• Your instructions: Copy the rows below line for line, changing nothing.

• Listing:
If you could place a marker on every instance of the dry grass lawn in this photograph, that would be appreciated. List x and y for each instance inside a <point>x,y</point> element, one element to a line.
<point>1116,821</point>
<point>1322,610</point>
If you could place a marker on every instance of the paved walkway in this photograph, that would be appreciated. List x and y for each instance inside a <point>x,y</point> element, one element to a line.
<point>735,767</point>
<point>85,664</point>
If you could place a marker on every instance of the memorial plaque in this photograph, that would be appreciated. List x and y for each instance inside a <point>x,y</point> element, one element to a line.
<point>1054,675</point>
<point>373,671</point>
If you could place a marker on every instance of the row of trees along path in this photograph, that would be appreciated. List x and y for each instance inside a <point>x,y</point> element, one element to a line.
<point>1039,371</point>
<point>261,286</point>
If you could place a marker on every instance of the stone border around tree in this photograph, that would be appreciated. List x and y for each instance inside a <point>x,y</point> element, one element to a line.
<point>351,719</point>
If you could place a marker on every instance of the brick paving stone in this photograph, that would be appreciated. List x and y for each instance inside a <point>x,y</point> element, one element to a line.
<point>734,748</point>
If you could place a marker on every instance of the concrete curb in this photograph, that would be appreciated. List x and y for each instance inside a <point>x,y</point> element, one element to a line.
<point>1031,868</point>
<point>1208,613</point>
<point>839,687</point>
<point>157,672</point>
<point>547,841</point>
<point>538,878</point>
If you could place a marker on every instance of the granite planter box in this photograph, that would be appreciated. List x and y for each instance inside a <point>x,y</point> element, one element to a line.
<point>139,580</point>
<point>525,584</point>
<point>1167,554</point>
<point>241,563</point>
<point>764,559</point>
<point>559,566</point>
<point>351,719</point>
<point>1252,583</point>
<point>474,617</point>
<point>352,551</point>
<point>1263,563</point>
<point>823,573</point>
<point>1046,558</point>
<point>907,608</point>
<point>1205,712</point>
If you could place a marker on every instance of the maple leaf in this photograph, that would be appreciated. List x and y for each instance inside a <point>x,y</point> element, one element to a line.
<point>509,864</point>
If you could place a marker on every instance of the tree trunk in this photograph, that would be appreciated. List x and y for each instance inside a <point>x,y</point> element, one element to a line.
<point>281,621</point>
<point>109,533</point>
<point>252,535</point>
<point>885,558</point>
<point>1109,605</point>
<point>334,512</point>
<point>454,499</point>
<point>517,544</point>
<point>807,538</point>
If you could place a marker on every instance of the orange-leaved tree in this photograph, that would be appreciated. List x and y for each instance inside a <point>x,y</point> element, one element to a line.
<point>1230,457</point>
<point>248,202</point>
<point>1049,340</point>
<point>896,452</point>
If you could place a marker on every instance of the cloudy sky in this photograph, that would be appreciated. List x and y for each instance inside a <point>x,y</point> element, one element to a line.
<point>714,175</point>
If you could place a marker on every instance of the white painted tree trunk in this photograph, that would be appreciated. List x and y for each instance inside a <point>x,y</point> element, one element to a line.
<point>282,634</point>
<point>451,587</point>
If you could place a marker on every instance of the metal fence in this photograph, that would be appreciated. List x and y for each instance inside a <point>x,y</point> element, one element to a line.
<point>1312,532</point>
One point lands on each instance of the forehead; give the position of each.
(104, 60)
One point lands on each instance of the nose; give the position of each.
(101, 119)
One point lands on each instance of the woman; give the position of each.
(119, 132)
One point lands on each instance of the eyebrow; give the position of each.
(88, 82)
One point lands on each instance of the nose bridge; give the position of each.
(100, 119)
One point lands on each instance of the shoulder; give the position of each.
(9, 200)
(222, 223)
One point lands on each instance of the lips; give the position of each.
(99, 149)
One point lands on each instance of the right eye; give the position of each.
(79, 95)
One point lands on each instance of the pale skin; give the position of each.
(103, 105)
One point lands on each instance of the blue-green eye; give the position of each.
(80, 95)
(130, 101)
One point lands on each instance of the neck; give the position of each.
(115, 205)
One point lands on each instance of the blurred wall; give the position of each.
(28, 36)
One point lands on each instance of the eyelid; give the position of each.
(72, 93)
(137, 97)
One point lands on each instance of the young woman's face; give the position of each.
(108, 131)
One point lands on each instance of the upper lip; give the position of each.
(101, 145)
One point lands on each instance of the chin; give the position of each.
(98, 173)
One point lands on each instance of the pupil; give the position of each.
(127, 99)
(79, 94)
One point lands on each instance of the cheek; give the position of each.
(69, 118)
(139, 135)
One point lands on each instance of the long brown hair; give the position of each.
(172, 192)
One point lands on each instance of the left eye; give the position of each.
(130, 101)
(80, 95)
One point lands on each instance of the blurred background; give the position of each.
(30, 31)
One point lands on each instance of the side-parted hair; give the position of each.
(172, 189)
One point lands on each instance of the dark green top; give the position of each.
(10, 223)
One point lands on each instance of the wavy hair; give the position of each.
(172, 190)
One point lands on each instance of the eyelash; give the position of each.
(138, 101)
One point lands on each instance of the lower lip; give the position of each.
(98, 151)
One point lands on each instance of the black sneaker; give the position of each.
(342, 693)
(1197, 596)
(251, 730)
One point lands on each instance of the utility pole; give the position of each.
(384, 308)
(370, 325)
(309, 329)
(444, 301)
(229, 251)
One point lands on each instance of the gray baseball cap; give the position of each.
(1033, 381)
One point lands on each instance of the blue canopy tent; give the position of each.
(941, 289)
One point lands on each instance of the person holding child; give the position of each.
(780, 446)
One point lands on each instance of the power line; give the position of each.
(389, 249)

• Final result:
If you could place a marker on every instance of the dry grass lawn in this photograph, that would be appreciated. List x and y for each instance inside a <point>x,y</point> element, one element to a line.
<point>1116,821</point>
<point>1322,610</point>
If you could place a marker on every instance of the paved walkway in this photograph, that would be appreciated. List x and y for each instance inside a <point>x,y</point> element, one element to a line.
<point>735,767</point>
<point>85,664</point>
If you could place a marker on every instance of the memorial plaque in this photograph, that would be appreciated. List x and y for each instance inside a <point>x,y</point> element, one element to a line.
<point>1054,675</point>
<point>373,671</point>
If you could place a marker on every instance of the row of trees along path in this photograph, that would be appreciated. List x and y for each instance inside a <point>x,y</point> element, one element to a line.
<point>1039,371</point>
<point>261,286</point>
If you could place a marker on every instance of the stone border around tree in this photograph, that would be appreciated. List x and y for each instance inside a <point>x,y</point> element, one element to a line.
<point>351,719</point>
If you could place a marker on every instance of the brick paving stone in this photograph, that would be appreciated. List x and y for each instance inside a <point>x,y</point> element, one element to a line.
<point>734,748</point>
If you could place a marker on every instance of the concrete curb in this photograph, that would be appreciated. List x and y for each instance inside a <point>x,y</point> element, one element to a line.
<point>1031,868</point>
<point>1208,613</point>
<point>839,687</point>
<point>157,672</point>
<point>547,841</point>
<point>538,878</point>
If you could place a marker on every instance of the granite planter box in this photograph, that would be appreciated. List x and y for each instance inside a <point>x,y</point> element, one element to a line.
<point>139,580</point>
<point>525,584</point>
<point>1167,554</point>
<point>241,563</point>
<point>764,559</point>
<point>559,566</point>
<point>351,719</point>
<point>1252,583</point>
<point>474,617</point>
<point>352,551</point>
<point>1263,563</point>
<point>823,573</point>
<point>1046,558</point>
<point>907,608</point>
<point>1205,712</point>
If you could place a marker on every instance of the maple leaf in this photograph, that would be appreciated. List x and y for each instance inside a <point>x,y</point> element, one element to a line.
<point>509,864</point>
If you could place a marker on every instance of the tree trunk in this photograph, that would be appreciated. List x and y for each instance inside a <point>x,y</point> element, one element to a line.
<point>281,621</point>
<point>109,533</point>
<point>252,535</point>
<point>885,558</point>
<point>1109,605</point>
<point>334,512</point>
<point>454,499</point>
<point>517,544</point>
<point>807,538</point>
If you could place a marker on every instance of the orange-leaved tree in this photograph, that would be appreciated. List x and y for each instance inside a <point>x,y</point> element, one element to a line.
<point>1230,457</point>
<point>248,202</point>
<point>1049,340</point>
<point>896,452</point>
If you could place a marker on every instance of the cloudy sky in this photograph, that would be appreciated. List x and y for each instance inside a <point>x,y</point> element, one element to a line.
<point>714,175</point>
If you could place a marker on every instance of the white painted tree trunk in this photograph, that would be appreciated. List x and y for each instance inside a <point>x,y</point> element, one element to a line.
<point>282,634</point>
<point>451,587</point>
If you could place a marker on every instance of the metal fence in this photograph, that would be appreciated. List x and y for each instance inside a <point>x,y</point> element, one element to a line.
<point>1312,532</point>
One point lands on each instance of the forehead; give the position of each.
(104, 60)
One point lands on each instance of the nose; give the position of each.
(101, 119)
One point lands on each instance of the woman; give the position of each.
(119, 132)
One point lands on each instance of the eyebrow; give the position of each.
(88, 82)
One point lands on each instance of the nose bridge; give the position of each.
(100, 119)
One point lands on each instance of the shoulder; give the position of each.
(9, 200)
(222, 223)
One point lands on each instance of the lips; give the position of each.
(99, 149)
One point lands on each instance of the right eye; give the position of each.
(79, 95)
One point lands on each instance of the pale skin; give the position of each.
(103, 105)
One point lands on each instance of the blue-green eye; give the position of each.
(80, 95)
(130, 101)
One point lands on each instance of the neck; give the position of each.
(115, 205)
One point lands on each instance of the blurred wall; give the position of each.
(28, 36)
One point lands on each instance of the eyelid; give the position of each.
(72, 93)
(137, 97)
One point lands on each instance of the young woman's face; give the position of each.
(108, 131)
One point lands on each instance of the upper lip; give the position of each.
(101, 145)
One point lands on each instance of the chin; give the position of each.
(98, 173)
One point lands on each instance of the pupil; give the position of each.
(127, 99)
(79, 94)
One point lands on each instance of the cheek; give the position of each.
(69, 118)
(139, 135)
One point lands on each instance of the long brown hair; give the position of each.
(172, 192)
One point lands on each instance of the left eye; give the position of each.
(130, 101)
(80, 95)
One point lands on each instance of the blurred background; give the position of each.
(30, 31)
One point lands on each instance of the side-parted hair; give the position of each.
(172, 189)
One point lands on each instance of the dark green top; give the position of each.
(10, 223)
One point lands on each instance of the wavy hair; give the position of each.
(172, 190)
One point lands on each instance of the eyelash; give the position of each.
(138, 101)
One point lands on each instance of the lower lip; give the position of each.
(98, 151)
One point lands on each instance of the black sneaker; give the position of each.
(342, 693)
(1197, 596)
(251, 730)
One point lands on each instance of the utility pole; give the position of each.
(384, 308)
(370, 325)
(309, 329)
(444, 301)
(229, 251)
One point lands on each instance of the gray baseball cap; give the position of each.
(1033, 381)
One point lands on each instance of the blue canopy tent; give the position of each.
(941, 289)
One point lands on each instance of the person holding child; give the position of each.
(780, 446)
One point lands on each instance of the power line; give the position of each.
(389, 249)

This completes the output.